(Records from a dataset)

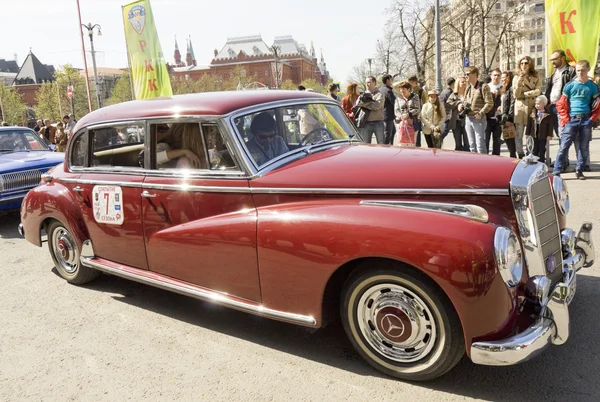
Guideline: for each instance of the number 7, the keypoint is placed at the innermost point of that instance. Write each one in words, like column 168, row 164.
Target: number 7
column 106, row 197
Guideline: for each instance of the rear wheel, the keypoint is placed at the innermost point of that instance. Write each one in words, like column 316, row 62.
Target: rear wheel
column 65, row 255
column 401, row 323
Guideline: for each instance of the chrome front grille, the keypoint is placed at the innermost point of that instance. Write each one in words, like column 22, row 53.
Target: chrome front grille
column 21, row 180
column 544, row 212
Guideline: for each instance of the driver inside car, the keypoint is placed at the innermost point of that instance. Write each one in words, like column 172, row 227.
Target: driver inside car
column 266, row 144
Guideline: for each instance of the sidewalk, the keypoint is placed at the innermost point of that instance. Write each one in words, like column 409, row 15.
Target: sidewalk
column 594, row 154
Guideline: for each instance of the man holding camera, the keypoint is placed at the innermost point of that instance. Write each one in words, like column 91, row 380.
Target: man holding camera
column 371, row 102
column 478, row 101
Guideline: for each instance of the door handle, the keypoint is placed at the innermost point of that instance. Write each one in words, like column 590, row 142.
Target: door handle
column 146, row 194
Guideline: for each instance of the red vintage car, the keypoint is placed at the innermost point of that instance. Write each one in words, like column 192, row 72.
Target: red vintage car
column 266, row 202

INSTRUCTION.
Could you give the stretch from the start of the records through the line containing "column 594, row 154" again, replacing "Guideline" with "Instruction" and changing nothing else? Leave the pictures out of your answer.

COMPLETED TASK.
Instruction: for each instance of the number 7, the keypoint is placed at the innermost point of that instance. Write each one in words, like column 168, row 164.
Target: number 7
column 106, row 197
Instruction: for each instance of the rear wheel, the keypoint is placed at the innermost point of that instance. Write each one in words, like column 316, row 62.
Target: rear wheel
column 65, row 255
column 401, row 323
Instruction: for each instance of the chrome front grille, the keypoint is placed at the innermost point of that instance. Write each one in words, like column 22, row 53.
Target: chrome front grille
column 21, row 180
column 544, row 212
Instruction: for each instance of the driver inside car, the keypoint is placed at the innermost point of that instance. Write each one in words, like column 172, row 227.
Target: driver inside car
column 266, row 144
Instruction: for each instance of the sidewalk, the keypoint is placed at the innermost point of that instance. Write each one in words, like column 409, row 15.
Target: sidewalk
column 594, row 154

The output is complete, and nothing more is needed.